TASKS FOR THIS EXERCISE
- a) In the forum thread, list each title Shadow names in the last post.
- b) Carry the forum thread forward from its last line.

EXCERPT PROVIDED
It made me snerk... ever so slightly.. I mean the look of disgust on her face when she said "furries" made me laugh... I dunno I don't think it is that big a deal people have their fetishes


----------



## Gonebatty (Sep 17, 2009)

(To subordinate) sgt, Code "ABBEY", Acquire targert.
sgt:Target acquired
me: Launch code *repeats numbers, puts code in safe, takes out keys* Turn launch keys.
sgt:aye sir! *both insert keys in computer and turn*
me:Missle away, good track!

*outside, sirens wail and tchaikovsky's "dance of the pipe reeds" plays. Furrs and trolls run to bunkers. on both sides... A blinding light... then fires... then a shockwave... then...* FHE-BOOOOOOMMMMM *rumbling explosion*

Insert h bomb photo or vid plz


----------



## Nissa_lion (Sep 17, 2009)

now off to watch r v. b


----------



## pheonix (Sep 17, 2009)

How the fuck is there still over 90 people in this thread at this time. =O


----------



## Shadow (Sep 17, 2009)

pheonix said:


> How the fuck is there still over 90 people in this thread at this time. =O



They love eating their dose of drama.

Popular dramatic thread is popular.


----------



## Azure (Sep 17, 2009)

Oh man.  This is fantastic.

"When you guys go to Disney Land, do you get turned on?"

I couldn't watch the video, out of disgust. I just listened to the audio with the vid in the background.  The audience was a real peach, and they seemed genuinely excited to hear about people who fucked dressed like animals.


----------



## Shadow (Sep 17, 2009)

I cringed, but we've had articles, Sex2k, Entourage, CSI, ER, etc.

Dataset entries:
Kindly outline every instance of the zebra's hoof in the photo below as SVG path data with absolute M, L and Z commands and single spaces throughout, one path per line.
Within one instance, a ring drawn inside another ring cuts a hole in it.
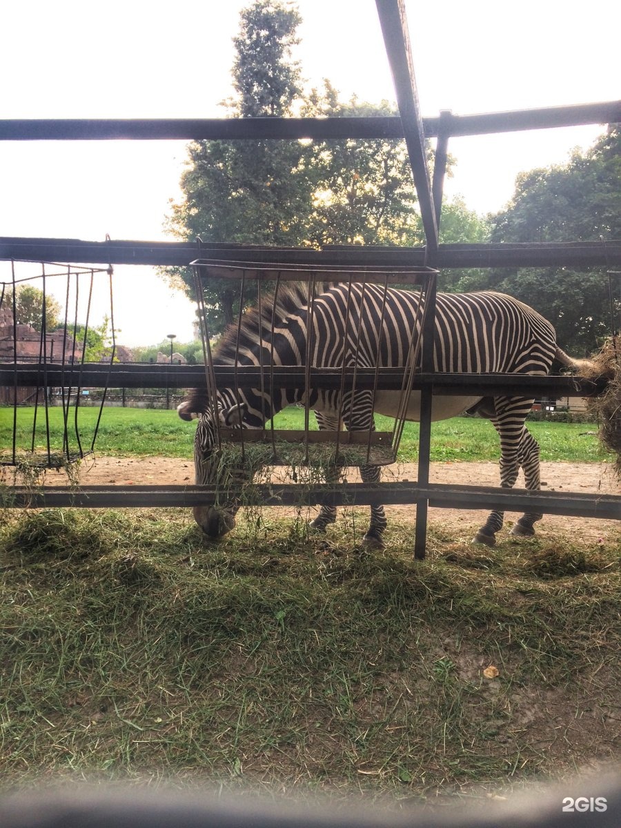
M 476 535 L 472 539 L 473 543 L 484 543 L 486 546 L 493 546 L 496 545 L 496 536 L 488 535 L 484 532 L 483 529 L 479 529 Z
M 523 523 L 520 523 L 520 522 L 518 521 L 509 534 L 519 535 L 521 537 L 532 537 L 535 534 L 535 530 L 532 526 L 525 526 Z
M 386 545 L 382 538 L 377 535 L 365 535 L 362 539 L 360 547 L 365 552 L 374 552 L 380 549 L 386 549 Z

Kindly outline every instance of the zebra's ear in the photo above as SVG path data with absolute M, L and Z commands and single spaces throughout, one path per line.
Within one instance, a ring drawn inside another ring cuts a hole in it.
M 248 406 L 245 402 L 239 402 L 231 406 L 230 408 L 222 409 L 220 411 L 220 422 L 227 428 L 235 428 L 241 426 L 243 421 L 243 415 L 247 411 Z

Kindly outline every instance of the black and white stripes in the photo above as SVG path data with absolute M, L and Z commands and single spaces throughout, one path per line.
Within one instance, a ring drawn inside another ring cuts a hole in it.
M 421 298 L 417 292 L 372 283 L 325 285 L 310 305 L 307 285 L 282 287 L 275 300 L 262 300 L 261 309 L 245 312 L 238 325 L 224 335 L 214 352 L 214 364 L 374 368 L 404 367 L 420 359 Z M 433 349 L 434 369 L 466 373 L 545 375 L 556 354 L 552 325 L 536 310 L 500 293 L 438 294 Z M 563 354 L 565 356 L 565 354 Z M 304 402 L 302 388 L 220 389 L 217 394 L 219 421 L 225 425 L 262 428 L 274 414 L 294 402 Z M 308 404 L 318 414 L 320 428 L 335 427 L 339 420 L 351 431 L 373 429 L 373 412 L 395 416 L 397 392 L 310 389 Z M 469 407 L 480 397 L 434 397 L 433 418 L 445 419 Z M 495 397 L 486 400 L 486 415 L 500 437 L 501 484 L 513 486 L 520 466 L 529 489 L 539 486 L 538 446 L 524 426 L 532 400 Z M 407 418 L 417 419 L 413 392 Z M 216 428 L 206 392 L 196 390 L 180 406 L 180 416 L 200 415 L 196 431 L 197 483 L 205 482 L 205 469 L 214 450 Z M 326 425 L 328 424 L 328 425 Z M 206 462 L 207 461 L 207 462 Z M 378 479 L 376 466 L 361 468 L 363 479 Z M 514 527 L 532 534 L 541 516 L 525 515 Z M 197 517 L 197 520 L 198 520 Z M 324 508 L 314 524 L 323 528 L 334 520 L 334 509 Z M 213 521 L 212 521 L 213 522 Z M 493 513 L 477 540 L 493 543 L 503 516 Z M 382 507 L 372 510 L 365 536 L 369 544 L 381 544 L 386 518 Z

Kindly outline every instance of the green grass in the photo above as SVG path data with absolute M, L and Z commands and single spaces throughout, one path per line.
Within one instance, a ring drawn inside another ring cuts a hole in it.
M 207 544 L 172 509 L 12 513 L 5 786 L 167 778 L 401 799 L 610 758 L 618 546 L 482 551 L 432 534 L 415 565 L 411 527 L 357 551 L 363 519 L 339 519 L 326 546 L 278 515 Z
M 32 409 L 17 411 L 17 444 L 29 449 L 32 433 Z M 79 432 L 84 447 L 89 447 L 98 412 L 82 408 L 79 412 Z M 392 421 L 378 416 L 378 431 L 392 431 Z M 73 413 L 70 417 L 73 424 Z M 278 428 L 304 427 L 304 412 L 288 408 L 276 418 Z M 311 427 L 316 428 L 310 417 Z M 50 410 L 52 445 L 62 447 L 63 417 L 60 408 Z M 102 416 L 95 449 L 103 455 L 191 457 L 195 424 L 180 420 L 176 412 L 137 408 L 105 408 Z M 418 456 L 418 423 L 407 423 L 399 449 L 401 462 L 413 462 Z M 592 426 L 580 423 L 530 422 L 528 429 L 539 442 L 542 460 L 596 462 L 602 460 L 597 437 L 585 434 Z M 9 446 L 12 434 L 12 409 L 0 407 L 0 445 Z M 36 445 L 45 446 L 45 419 L 39 412 Z M 75 448 L 75 436 L 70 436 Z M 431 429 L 432 460 L 496 460 L 498 436 L 491 423 L 470 417 L 455 417 L 434 423 Z

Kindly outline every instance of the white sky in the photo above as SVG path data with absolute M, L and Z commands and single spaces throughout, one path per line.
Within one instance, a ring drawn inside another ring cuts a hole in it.
M 2 118 L 218 118 L 246 0 L 2 4 Z M 300 0 L 309 85 L 394 99 L 374 0 Z M 621 97 L 618 0 L 407 0 L 423 115 Z M 455 138 L 449 195 L 501 209 L 522 170 L 563 162 L 599 127 Z M 0 235 L 165 240 L 180 142 L 0 142 Z M 118 341 L 191 339 L 193 306 L 151 268 L 118 267 Z

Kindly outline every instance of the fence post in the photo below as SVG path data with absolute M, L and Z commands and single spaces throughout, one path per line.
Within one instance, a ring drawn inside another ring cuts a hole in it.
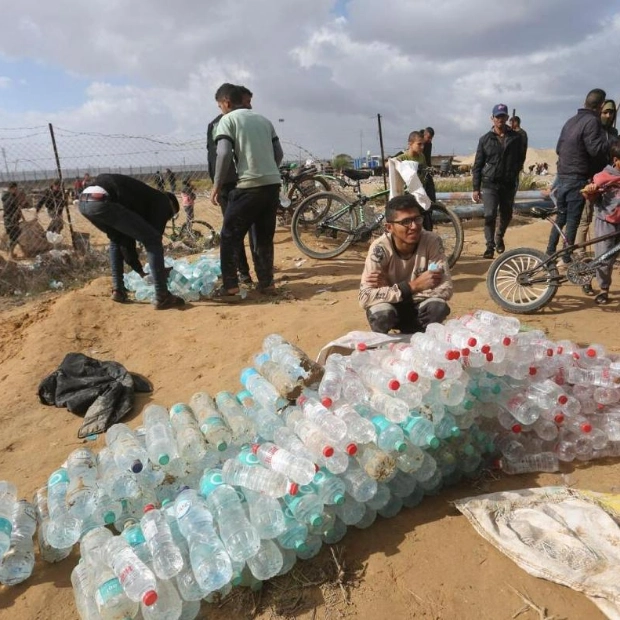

TASK RESULTS
- a) Sex2k, Entourage, CSI, ER

- b)
Nothing new.


----------



## Gonebatty (Sep 17, 2009)

AzurePhoenix said:


> Oh man.  This is fantastic.
> 
> "When you guys go to Disney Land, do you get turned on?"
> 
> I couldn't watch the video, out of disgust. I just listened to the audio with the vid in the background.  The audience was a real peach, and they seemed genuinely excited to hear about people who fucked dressed like animals.



Why I dont tell anyone.


----------



## Tantroo_McNally (Sep 17, 2009)

You see, in this regard this is where I feel Furries should be more republican like. If we took as much effort in discrediting Tyra Banks and her show as we did in chastising the guest that effected us, we'd actually solve this problem instead of making people think we're just covering something up.


----------



## Shadow (Sep 17, 2009)

Tantroo_McNally said:


> You see, in this regard this is where I feel Furries should be more republican like. If we took as much effort in discrediting Tyra Banks and her show as we did in chastising the guest that effected us, we'd actually solve this problem instead of making people think we're just covering something up.



Funny how the fandom works, right?


----------



## Tantroo_McNally (Sep 17, 2009)

It worked with CSI, and they eventually admitted they "Stretched the truth":



> Berman says it's tricky being factual and entertaining at the same time. A 2003 episode titled "Fur & Loathing" depicted murder among a group who assume the alter egos of animals and sometimes dress in full-body costumes similar to those of sports mascots. Real-life "furries" objected to the show's portrayal of their species as kinky and murderous.
> 
> Berman and Wellner say they try not to offend anyone. But it's tough to serve two masters. On one hand, they want to depict the technical forensics on the show as accurately as possible, but their No. 1 goal is to entertain viewers.
> 
> ...



this was years ago. We can do it again with Banks.


----------



## Shadow (Sep 17, 2009)

We'll hear SOMETHING over the next few days. I guarantee it.


----------



## Shark_the_raptor (Sep 17, 2009)

Benn said:


> You should all already know about this... what are your opinions?
> 
> ...Tyra Banks... go.



My opinion?  Don't really care.

Also

Everyone.


----------



## Shadow (Sep 17, 2009)

I've already moved on.


----------



## Ieatcrackersandjumpcliffs (Sep 17, 2009)

Ai-Dake-Ga said:


> I say we simply make FA a sort of 'invitation only' site.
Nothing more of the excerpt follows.